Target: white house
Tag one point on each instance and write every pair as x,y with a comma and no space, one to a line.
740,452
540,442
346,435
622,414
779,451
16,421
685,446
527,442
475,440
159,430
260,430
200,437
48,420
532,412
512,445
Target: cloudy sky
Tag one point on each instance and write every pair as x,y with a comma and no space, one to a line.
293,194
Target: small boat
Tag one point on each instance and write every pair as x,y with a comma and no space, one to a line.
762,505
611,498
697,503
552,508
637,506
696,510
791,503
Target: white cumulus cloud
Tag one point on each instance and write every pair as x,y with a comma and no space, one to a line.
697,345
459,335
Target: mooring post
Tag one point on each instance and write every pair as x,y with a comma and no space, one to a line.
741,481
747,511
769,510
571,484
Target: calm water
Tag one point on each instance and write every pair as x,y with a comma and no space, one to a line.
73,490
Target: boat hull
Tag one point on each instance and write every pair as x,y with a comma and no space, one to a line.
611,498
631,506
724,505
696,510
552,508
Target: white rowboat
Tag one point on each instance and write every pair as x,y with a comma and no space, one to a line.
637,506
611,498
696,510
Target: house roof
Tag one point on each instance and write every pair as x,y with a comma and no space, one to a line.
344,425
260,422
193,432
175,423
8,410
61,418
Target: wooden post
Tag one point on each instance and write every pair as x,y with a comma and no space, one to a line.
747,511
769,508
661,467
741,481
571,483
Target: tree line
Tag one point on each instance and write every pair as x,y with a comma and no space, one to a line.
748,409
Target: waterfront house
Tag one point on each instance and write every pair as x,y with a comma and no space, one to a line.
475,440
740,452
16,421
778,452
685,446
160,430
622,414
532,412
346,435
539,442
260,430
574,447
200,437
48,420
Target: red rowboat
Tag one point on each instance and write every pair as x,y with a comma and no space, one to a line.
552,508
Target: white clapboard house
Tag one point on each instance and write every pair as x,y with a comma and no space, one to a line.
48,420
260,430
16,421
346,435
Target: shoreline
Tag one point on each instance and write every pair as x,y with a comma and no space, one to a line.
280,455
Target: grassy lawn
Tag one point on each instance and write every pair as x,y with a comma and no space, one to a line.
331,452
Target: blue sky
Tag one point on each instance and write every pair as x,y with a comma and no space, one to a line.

### Task requirements
With the line holding "Target: white rowboat" as the first and the line holding "Target: waterfront house" as the last, set down that range of the entries above exactly, and nothing else.

### Result
Target: white rowboat
Tag one point on each instance and write every pair as x,y with a comma and no space, one to a line.
637,506
611,498
696,510
Target: house roof
Tag one point on each instance and write every pair as x,y with a comma and no space, one to a line.
344,425
260,422
193,432
175,423
8,410
61,418
Target: wooden post
Tag one point on each instance and write every pair as x,y with a comma and no space, one to a line.
747,511
769,508
661,467
741,481
571,483
Target: tree line
Tag one point on each instance and write every pair as x,y with a comma and no space, one to a line.
748,409
Target: waterfront house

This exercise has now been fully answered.